# Source data

____

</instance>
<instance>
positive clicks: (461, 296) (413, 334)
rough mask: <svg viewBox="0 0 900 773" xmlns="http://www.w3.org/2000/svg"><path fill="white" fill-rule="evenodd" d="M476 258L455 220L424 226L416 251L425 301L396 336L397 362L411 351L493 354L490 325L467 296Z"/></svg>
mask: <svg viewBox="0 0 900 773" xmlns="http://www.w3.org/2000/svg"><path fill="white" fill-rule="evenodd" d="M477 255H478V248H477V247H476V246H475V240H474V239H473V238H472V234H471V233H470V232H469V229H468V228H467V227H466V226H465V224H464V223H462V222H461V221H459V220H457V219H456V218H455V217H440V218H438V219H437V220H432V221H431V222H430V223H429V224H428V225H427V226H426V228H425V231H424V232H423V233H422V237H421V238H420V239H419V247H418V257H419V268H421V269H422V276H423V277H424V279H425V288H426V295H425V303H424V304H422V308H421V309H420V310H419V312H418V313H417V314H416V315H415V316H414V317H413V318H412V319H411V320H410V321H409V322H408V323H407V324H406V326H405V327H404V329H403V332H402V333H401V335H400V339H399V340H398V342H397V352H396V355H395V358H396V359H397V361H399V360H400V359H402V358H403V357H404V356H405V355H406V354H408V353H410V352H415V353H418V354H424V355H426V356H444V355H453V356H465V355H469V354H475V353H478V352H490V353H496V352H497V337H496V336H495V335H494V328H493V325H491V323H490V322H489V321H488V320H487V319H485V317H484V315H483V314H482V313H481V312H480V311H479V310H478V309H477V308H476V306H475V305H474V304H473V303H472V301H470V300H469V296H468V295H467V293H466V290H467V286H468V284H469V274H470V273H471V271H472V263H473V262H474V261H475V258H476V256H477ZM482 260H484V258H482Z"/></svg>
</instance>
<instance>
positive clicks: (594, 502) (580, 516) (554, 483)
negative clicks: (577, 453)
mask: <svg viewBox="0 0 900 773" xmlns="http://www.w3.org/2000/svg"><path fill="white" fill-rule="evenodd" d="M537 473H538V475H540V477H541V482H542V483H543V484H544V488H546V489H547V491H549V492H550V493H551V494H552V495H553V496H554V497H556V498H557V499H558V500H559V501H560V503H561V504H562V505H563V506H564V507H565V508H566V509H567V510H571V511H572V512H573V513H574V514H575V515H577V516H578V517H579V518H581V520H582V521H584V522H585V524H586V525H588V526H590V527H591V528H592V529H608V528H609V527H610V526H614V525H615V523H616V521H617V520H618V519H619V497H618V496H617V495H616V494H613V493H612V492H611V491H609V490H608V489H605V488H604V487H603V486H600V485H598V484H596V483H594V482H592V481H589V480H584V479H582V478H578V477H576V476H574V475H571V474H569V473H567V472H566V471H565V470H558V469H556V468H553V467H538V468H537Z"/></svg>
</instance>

____

# Exercise prompt
Please turn the listing above, from its first line through the line containing "rough mask: <svg", into a numbered list with one line per item, skipping any blank lines.

# Task solution
1. </instance>
2. <instance>
3. positive clicks: (461, 296) (413, 334)
4. rough mask: <svg viewBox="0 0 900 773" xmlns="http://www.w3.org/2000/svg"><path fill="white" fill-rule="evenodd" d="M476 258L455 220L424 226L416 251L425 301L396 336L397 362L411 351L493 354L490 325L467 296Z"/></svg>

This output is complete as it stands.